Directives:
**A)** Which lines in the entries below contain the word "building"? Copy each of them.
**B)** Continue the forum thread about the leaking fuel injectors, picking up after its last post.

# Injector leak error code 45 91 4cy mfpi d21 2wd



## crvincent444 (Mar 2, 2009)

Engine runs rough and stalls, I get error code 45, injector leak. Should I replace the injectors or is there a way to solve this problem. What are the procedures for replacing the injectors. Any help would be great!


----------



## rogoman (Dec 16, 2004)

To check for leaking fuel injectors, unbolt the fuel rail from the intake manifold and pull off the entire assembly. Keep the fuel hoses still connected and don't remove any individual injectors. Also keep the electrical connectors on the injectors. With the assembly now away from the intake, turn the ignition key to the run position WITHOUT STARTING THE ENGINE. Now observe each injector to look for leaks. There should be no drips.

If you find one or more leaking injectors, it's easy to remove them while the rail assembly is loose. 

Make sure you have at least 4 spare insulator rings for the injectors in case some are damaged during rail removal.


----------



## cjserio (Mar 18, 2008)

Out of curiosity....where can you get the O-rings for the fuel injectors?


----------



## crvincent444 (Mar 2, 2009)

*thanks!*

Thanks rogoman for the info... May the Force be with you. I'll try that today, I was not wanting to change all four of them, they are kinda expensive...

Data shown:
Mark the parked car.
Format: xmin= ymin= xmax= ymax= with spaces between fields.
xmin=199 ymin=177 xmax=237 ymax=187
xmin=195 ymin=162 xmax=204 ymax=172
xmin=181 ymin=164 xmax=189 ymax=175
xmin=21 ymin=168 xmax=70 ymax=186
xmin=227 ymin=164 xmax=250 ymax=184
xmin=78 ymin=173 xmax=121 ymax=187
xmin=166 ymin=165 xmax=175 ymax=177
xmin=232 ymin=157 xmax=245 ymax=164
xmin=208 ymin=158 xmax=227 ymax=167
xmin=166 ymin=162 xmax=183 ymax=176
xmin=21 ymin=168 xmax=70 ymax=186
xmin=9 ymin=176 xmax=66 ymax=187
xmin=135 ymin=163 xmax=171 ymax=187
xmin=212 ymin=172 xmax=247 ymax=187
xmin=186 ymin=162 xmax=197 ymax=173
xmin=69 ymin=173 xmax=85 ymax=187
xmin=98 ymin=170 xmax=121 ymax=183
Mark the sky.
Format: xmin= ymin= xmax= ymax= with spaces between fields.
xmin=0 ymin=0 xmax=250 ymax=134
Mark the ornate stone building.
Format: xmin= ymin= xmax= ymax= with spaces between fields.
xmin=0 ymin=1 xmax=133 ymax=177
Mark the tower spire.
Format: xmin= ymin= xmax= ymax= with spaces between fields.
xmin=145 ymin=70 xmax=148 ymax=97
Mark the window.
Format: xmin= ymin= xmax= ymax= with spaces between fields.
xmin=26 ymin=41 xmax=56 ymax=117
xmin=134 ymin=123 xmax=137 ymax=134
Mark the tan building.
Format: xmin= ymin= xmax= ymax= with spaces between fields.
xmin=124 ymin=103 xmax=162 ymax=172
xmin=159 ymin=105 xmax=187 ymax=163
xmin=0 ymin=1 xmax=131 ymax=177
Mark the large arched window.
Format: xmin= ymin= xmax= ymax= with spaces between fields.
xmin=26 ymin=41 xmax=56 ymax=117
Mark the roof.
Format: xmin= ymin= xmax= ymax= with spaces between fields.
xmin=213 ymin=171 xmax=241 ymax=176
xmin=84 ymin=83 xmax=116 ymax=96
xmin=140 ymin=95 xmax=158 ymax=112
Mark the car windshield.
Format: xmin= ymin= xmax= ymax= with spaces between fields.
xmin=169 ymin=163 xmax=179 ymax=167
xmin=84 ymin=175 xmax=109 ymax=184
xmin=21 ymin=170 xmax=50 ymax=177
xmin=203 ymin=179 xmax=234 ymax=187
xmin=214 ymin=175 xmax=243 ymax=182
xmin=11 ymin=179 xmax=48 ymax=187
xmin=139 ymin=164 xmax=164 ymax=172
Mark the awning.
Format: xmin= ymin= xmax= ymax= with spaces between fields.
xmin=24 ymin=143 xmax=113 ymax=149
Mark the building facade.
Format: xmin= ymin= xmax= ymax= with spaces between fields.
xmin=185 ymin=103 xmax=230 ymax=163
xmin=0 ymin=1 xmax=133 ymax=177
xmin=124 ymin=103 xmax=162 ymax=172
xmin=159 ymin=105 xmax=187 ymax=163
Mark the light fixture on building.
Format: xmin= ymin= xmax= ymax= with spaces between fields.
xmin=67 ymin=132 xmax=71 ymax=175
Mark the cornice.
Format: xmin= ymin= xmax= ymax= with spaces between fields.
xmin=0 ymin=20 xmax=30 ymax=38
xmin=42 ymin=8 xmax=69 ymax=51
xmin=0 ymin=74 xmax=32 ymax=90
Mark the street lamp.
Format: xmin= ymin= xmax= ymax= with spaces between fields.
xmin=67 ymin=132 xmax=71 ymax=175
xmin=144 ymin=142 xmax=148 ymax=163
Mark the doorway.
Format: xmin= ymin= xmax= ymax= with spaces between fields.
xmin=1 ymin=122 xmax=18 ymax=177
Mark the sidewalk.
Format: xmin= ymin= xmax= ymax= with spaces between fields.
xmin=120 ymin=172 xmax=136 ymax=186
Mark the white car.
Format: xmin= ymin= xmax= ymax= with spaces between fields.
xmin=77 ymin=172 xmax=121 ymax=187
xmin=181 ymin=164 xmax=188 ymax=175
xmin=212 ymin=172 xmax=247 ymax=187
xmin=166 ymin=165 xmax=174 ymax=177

Answers:
**A)**
Mark the ornate stone building.
Mark the tan building.
Mark the building facade.
Mark the light fixture on building.

**B)**
cjserio, I found o-ring kits at autozone for $20. That is only for one injector though. 

Anyone found them cheaper somewhere else?


----------



## cjserio (Mar 18, 2008)

What about this?

http://www.autozone.com/autozone/catalog/accessories/accProductDetails.jsp?subSubPartId=&itemIdentifier=347152_0_0_&brandName=Help&displayName=Fuel+Injector+O-Ring&categoryNValue=101314&sortType=&store=03228&fromWhere=&fromString=search&itemId=prod12695&navValue=100416&skuDisplayName=30+pcs.+Assortment+Fuel+Injector+O-Ring&filterByKeyWord=injector&productId=347152&appQuestionText=&categoryDisplayName=Automotive+Help+and+Miscellaneous+Products&parentId=cat10044&subPartId=prod12695&questions=[]


----------



## crvincent444 (Mar 2, 2009)

Thanks that sound better than what I found!


----------



## crvincent444 (Mar 2, 2009)

could it be just a bad o ring that could cause this code problem...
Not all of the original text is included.